— start of Entries provided —

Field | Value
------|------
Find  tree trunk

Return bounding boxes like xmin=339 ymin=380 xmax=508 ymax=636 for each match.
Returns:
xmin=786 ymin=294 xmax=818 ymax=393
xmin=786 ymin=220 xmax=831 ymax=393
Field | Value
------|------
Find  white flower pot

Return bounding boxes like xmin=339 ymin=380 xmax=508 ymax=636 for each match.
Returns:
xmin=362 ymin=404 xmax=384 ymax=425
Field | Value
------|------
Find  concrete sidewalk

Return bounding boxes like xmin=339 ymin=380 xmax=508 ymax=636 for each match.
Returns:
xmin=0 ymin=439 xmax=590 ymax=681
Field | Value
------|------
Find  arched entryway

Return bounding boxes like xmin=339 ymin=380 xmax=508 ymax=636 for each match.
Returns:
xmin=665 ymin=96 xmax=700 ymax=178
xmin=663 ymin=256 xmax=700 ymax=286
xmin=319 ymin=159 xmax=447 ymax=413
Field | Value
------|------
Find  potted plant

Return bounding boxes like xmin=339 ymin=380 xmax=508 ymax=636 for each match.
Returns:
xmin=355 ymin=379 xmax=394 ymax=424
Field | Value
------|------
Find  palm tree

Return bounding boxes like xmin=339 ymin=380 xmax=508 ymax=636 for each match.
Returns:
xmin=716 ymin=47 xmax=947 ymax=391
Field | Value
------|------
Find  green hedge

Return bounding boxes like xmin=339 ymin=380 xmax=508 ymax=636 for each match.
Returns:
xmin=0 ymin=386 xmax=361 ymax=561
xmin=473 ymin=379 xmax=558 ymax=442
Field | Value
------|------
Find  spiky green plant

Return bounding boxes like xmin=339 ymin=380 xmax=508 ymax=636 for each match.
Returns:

— end of Entries provided —

**Task goal**
How many lines of the records above contain the word "green"? Reply with the number alone.

**Full output**
2